Given request a: Will you edit the rows from their very start through the line containing "POLYGON ((224 79, 226 61, 237 48, 255", putting "cliff face" wherever "rock wall" appears and leaving everything else as is? Leave the pictures out of your answer.

[Start of Page]

The nature of the cargo, seized in July and described for the first time in interviews with officials and analysts in the UAE and Washington, has raised fears that Iran is ramping up efforts to arm itself and anti-Israel militias in the Middle East. Israeli officials have warned that they may use force to prevent Iran from developing nuclear weapons.

The freighter seized in this port enclave was one of five vessels caught this year carrying large, secret caches of weapons apparently intended for the Lebanese group Hezbollah, the Palestinian organization Hamas or the Quds Force, a wing of the Iranian Revolutionary Guard Corps that supports insurgents in Iraq, according to U.S. and U.N. officials and intelligence analysts. In three cases, the contraband included North Korean- or Chinese-made components for rockets such as the 122mm Grad, which has a range of up to 25 miles and which Hamas and Hezbollah have fired into Israel.

Among the weapons components discovered aboard the ANL Australia were 2,030 detonators for 122mm rockets, as well as electric circuitry and a large quantity of solid-fuel propellant, according to an account given by UAE and U.N. Security Council officials. The materials were bought from North Korea and shipped halfway around the globe in sealed containers, labeled as oil-drilling supplies, that passed through a succession of freighters and ports.

[End of Page]
[Start of Supplied data]

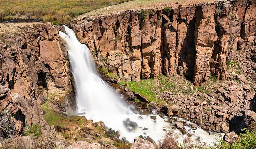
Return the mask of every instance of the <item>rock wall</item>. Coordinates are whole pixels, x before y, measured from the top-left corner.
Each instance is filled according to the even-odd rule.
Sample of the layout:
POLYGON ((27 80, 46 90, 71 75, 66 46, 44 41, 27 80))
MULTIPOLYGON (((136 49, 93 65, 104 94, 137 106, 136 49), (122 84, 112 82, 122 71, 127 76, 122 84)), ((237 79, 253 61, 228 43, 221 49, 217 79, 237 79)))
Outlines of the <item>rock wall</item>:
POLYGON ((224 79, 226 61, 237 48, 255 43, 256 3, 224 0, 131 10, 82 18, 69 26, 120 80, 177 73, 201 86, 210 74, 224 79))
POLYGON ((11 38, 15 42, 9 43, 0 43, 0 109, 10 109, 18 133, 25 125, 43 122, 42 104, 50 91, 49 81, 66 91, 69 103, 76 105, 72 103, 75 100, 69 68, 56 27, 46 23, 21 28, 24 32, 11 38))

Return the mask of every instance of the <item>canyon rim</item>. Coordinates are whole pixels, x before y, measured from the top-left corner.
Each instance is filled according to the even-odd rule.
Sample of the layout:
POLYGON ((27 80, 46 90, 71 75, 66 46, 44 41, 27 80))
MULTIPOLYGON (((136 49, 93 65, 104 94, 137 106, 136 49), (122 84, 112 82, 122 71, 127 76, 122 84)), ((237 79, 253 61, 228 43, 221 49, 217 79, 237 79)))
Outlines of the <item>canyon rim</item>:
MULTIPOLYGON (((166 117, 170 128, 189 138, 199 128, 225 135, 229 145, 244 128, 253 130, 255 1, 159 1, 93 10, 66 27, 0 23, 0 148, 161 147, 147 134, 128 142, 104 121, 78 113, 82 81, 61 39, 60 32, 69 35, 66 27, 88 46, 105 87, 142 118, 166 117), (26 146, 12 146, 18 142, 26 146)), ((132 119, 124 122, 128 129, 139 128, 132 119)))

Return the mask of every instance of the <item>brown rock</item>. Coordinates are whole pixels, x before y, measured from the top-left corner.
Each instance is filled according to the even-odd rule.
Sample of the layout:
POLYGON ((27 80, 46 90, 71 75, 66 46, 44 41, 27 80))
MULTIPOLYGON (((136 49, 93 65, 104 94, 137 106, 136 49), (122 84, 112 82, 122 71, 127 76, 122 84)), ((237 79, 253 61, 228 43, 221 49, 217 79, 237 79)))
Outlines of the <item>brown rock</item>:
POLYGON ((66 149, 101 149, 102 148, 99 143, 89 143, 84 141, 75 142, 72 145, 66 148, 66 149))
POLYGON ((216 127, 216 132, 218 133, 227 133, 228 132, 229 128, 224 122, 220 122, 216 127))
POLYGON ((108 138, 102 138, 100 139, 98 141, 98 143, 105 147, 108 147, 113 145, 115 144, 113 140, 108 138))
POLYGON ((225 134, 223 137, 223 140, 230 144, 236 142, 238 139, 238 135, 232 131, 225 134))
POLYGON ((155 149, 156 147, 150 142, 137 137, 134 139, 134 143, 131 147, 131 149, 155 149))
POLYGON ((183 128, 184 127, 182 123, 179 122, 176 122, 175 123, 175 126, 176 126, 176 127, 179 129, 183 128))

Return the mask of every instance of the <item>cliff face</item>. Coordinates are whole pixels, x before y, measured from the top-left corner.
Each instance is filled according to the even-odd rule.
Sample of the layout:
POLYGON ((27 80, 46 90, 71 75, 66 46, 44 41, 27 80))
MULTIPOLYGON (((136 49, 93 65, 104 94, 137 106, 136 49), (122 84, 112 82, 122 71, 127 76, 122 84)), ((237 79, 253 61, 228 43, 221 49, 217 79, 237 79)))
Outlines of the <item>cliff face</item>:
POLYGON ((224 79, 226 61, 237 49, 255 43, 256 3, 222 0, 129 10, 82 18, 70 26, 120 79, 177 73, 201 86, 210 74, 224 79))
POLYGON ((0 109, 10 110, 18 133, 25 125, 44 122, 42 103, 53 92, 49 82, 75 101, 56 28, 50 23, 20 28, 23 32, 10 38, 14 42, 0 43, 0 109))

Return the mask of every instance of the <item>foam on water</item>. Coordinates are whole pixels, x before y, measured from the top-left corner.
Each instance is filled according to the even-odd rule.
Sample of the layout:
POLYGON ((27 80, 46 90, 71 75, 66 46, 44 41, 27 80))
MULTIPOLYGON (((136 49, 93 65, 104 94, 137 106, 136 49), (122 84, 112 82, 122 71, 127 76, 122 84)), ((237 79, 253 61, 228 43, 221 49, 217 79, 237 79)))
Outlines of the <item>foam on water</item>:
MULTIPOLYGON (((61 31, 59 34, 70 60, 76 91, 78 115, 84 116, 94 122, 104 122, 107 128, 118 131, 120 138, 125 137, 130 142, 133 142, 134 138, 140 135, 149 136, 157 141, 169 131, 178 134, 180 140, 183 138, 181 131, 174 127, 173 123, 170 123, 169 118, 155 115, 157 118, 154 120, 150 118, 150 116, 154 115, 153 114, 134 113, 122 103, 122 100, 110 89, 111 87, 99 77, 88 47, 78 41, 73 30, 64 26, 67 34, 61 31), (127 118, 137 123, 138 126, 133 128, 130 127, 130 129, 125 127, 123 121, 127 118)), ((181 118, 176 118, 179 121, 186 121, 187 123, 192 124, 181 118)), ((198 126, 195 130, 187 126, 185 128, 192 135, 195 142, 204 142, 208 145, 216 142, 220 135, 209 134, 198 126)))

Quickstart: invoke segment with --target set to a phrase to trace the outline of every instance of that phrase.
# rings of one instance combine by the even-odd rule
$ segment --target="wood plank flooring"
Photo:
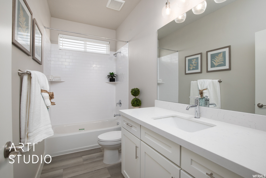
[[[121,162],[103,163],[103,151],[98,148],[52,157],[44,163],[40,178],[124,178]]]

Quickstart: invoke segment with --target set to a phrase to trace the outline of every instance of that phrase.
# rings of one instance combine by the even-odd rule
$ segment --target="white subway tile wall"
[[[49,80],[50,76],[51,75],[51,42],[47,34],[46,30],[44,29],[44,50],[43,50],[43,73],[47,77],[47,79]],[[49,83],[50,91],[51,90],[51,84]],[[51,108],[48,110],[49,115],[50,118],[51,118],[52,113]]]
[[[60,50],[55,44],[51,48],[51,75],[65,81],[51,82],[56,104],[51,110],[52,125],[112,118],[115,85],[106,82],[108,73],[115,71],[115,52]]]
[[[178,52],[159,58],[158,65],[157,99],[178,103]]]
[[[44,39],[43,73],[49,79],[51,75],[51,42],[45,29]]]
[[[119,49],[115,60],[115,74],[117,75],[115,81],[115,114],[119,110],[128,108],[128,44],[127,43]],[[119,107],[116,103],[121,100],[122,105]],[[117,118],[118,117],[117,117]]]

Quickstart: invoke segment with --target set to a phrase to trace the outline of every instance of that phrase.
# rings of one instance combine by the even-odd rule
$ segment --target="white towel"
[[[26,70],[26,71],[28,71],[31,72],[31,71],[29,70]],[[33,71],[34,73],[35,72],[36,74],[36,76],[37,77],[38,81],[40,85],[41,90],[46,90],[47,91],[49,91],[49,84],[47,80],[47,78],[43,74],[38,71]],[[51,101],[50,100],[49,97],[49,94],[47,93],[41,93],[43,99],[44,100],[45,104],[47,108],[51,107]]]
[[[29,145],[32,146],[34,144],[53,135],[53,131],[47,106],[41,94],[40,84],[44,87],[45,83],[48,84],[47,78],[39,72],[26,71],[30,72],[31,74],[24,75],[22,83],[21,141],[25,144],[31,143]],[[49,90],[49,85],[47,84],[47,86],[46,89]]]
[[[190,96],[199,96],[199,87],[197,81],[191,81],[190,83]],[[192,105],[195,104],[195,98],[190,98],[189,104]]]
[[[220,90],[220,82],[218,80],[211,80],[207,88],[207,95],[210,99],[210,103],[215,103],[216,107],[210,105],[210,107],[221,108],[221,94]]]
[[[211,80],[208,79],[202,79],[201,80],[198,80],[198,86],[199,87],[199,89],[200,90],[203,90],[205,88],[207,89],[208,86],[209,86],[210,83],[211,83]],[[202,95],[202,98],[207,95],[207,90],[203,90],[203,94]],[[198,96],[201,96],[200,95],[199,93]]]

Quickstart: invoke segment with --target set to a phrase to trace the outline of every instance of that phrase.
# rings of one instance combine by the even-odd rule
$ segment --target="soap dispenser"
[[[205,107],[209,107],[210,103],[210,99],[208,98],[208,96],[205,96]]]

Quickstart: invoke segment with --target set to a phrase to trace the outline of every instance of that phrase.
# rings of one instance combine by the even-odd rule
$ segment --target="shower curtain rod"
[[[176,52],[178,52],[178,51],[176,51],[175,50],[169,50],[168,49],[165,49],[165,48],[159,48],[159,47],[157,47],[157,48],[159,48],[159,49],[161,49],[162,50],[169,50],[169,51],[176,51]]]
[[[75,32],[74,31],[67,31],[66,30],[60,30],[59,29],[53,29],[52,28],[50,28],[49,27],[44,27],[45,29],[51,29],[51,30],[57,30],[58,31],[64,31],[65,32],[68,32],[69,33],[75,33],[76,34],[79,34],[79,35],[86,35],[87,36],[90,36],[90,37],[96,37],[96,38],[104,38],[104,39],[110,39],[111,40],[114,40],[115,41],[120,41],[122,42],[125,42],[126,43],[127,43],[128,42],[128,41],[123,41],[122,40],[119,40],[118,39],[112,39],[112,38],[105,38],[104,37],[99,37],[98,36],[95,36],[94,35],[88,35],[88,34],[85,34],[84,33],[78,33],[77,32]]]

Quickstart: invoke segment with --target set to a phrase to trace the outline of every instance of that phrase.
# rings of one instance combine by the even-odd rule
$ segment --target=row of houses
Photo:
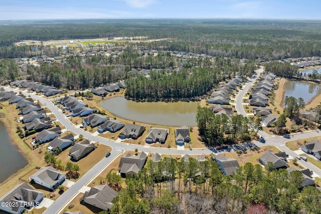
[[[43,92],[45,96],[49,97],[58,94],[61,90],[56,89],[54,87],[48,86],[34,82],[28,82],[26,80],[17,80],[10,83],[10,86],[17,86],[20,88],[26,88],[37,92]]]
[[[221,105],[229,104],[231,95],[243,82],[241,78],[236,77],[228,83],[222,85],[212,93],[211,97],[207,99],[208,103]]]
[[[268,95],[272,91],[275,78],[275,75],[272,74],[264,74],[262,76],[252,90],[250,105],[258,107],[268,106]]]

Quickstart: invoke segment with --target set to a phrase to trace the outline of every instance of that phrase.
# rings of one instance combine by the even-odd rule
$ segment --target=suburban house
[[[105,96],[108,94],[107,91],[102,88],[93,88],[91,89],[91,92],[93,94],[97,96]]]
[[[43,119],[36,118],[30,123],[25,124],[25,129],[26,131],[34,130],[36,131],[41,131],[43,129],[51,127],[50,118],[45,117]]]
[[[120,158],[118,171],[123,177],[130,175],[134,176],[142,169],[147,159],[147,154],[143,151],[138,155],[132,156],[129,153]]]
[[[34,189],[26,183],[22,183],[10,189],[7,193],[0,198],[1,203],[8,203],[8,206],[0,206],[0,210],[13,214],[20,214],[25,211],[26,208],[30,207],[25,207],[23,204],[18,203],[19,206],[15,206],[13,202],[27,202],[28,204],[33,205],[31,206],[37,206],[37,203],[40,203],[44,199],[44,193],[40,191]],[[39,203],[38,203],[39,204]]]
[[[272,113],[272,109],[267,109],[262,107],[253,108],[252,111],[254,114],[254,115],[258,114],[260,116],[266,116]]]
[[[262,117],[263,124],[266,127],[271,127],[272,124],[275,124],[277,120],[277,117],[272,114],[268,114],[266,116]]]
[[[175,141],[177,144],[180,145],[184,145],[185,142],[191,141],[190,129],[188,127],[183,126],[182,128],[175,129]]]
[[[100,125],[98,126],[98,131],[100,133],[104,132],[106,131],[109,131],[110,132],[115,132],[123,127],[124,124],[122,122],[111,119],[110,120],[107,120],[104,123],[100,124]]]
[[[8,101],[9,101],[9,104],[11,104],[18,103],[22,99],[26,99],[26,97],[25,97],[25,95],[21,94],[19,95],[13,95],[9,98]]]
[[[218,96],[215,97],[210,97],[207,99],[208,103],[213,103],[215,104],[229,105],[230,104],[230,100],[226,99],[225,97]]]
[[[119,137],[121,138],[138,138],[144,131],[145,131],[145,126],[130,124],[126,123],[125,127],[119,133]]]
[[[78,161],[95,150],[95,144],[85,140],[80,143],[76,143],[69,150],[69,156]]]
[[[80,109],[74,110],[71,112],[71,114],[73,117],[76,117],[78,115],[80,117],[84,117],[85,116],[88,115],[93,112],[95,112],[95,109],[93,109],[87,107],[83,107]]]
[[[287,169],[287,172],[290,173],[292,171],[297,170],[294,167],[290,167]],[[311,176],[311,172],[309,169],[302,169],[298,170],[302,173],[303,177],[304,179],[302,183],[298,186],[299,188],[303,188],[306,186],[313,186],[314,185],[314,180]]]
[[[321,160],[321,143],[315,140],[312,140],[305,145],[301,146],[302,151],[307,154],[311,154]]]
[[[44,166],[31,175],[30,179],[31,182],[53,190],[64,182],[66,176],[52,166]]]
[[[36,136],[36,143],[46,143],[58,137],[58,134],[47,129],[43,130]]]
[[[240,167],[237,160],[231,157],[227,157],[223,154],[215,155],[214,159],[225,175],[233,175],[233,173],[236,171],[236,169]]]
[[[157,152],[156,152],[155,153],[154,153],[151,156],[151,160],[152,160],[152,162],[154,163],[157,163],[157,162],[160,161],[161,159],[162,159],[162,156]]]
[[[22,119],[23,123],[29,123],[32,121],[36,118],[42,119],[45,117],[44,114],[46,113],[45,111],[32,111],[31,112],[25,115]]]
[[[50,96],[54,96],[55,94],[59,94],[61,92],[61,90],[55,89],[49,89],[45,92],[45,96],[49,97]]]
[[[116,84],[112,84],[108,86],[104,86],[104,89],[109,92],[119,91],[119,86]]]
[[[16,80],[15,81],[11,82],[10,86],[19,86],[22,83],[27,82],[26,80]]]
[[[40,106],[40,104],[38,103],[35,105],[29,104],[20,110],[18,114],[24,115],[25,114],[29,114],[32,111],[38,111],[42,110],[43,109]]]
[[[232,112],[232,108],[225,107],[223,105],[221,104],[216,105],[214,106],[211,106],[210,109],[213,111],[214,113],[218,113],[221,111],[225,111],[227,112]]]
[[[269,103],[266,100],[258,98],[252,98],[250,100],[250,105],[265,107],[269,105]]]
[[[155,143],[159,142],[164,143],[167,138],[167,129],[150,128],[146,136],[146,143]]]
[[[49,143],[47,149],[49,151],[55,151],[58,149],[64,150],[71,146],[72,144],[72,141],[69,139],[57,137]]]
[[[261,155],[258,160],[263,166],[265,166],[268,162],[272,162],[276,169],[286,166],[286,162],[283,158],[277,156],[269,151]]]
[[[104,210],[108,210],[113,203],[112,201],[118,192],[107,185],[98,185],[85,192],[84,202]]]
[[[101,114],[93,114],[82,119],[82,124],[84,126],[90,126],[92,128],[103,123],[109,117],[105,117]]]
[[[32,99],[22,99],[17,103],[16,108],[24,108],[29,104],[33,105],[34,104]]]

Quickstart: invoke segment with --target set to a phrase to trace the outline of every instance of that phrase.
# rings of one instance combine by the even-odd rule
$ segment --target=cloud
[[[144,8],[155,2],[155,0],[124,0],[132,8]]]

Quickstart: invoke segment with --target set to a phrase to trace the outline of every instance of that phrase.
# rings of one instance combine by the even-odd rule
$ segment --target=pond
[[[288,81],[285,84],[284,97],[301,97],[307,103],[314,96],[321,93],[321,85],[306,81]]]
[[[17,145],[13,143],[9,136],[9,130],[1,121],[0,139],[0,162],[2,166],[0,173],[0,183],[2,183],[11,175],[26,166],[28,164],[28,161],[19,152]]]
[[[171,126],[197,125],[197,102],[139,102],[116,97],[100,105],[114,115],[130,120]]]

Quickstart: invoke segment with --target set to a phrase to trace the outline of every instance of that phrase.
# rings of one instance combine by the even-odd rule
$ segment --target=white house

[End of Supplied data]

Given request b: Can you reproduce the passage on the seized weapons cargo in full, with no changes?

Exercise solution a:
Return the mask of every instance of the <item>cliff face</item>. Coordinates are whole pixels, x before y, measured from the top-left corner.
Each instance is filled according to the even-odd rule.
Sample of the layout:
POLYGON ((27 80, 46 90, 71 75, 66 46, 44 41, 27 80))
MULTIPOLYGON (((136 49, 93 65, 104 94, 137 106, 136 49), (122 84, 112 82, 122 71, 127 76, 122 84)), ((237 79, 253 61, 228 43, 221 49, 217 79, 237 79)))
Outlines of the <item>cliff face</item>:
POLYGON ((224 79, 226 61, 237 48, 255 43, 256 3, 224 0, 131 10, 82 18, 69 26, 120 80, 177 73, 201 86, 210 74, 224 79))

Exercise solution b:
The nature of the cargo, seized in July and described for the first time in interviews with officials and analysts in the UAE and Washington, has raised fears that Iran is ramping up efforts to arm itself and anti-Israel militias in the Middle East. Israeli officials have warned that they may use force to prevent Iran from developing nuclear weapons.

The freighter seized in this port enclave was one of five vessels caught this year carrying large, secret caches of weapons apparently intended for the Lebanese group Hezbollah, the Palestinian organization Hamas or the Quds Force, a wing of the Iranian Revolutionary Guard Corps that supports insurgents in Iraq, according to U.S. and U.N. officials and intelligence analysts. In three cases, the contraband included North Korean- or Chinese-made components for rockets such as the 122mm Grad, which has a range of up to 25 miles and which Hamas and Hezbollah have fired into Israel.

Among the weapons components discovered aboard the ANL Australia were 2,030 detonators for 122mm rockets, as well as electric circuitry and a large quantity of solid-fuel propellant, according to an account given by UAE and U.N. Security Council officials. The materials were bought from North Korea and shipped halfway around the globe in sealed containers, labeled as oil-drilling supplies, that passed through a succession of freighters and ports.